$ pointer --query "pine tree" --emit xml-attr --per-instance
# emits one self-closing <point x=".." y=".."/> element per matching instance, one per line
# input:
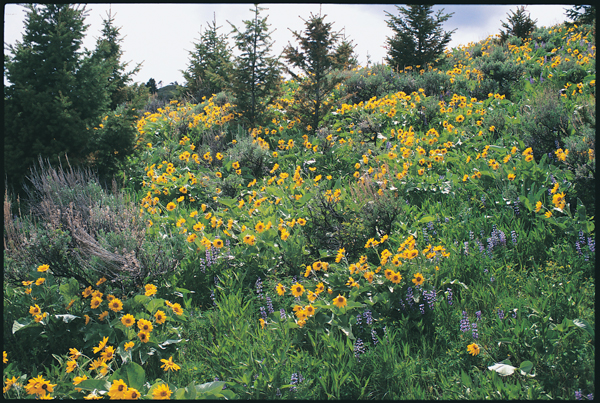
<point x="210" y="64"/>
<point x="582" y="14"/>
<point x="55" y="92"/>
<point x="317" y="57"/>
<point x="108" y="52"/>
<point x="255" y="79"/>
<point x="151" y="85"/>
<point x="418" y="37"/>
<point x="519" y="24"/>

Objective
Reproduce the material above verbatim, line for line, and omit the pictures from your answer.

Output
$ pointer --query "pine tree" --emit xml-attr --per-instance
# emits one self-closing <point x=".." y=".."/> element per matching instance, one per line
# input:
<point x="210" y="64"/>
<point x="582" y="14"/>
<point x="55" y="92"/>
<point x="317" y="57"/>
<point x="108" y="52"/>
<point x="255" y="79"/>
<point x="151" y="85"/>
<point x="418" y="37"/>
<point x="519" y="24"/>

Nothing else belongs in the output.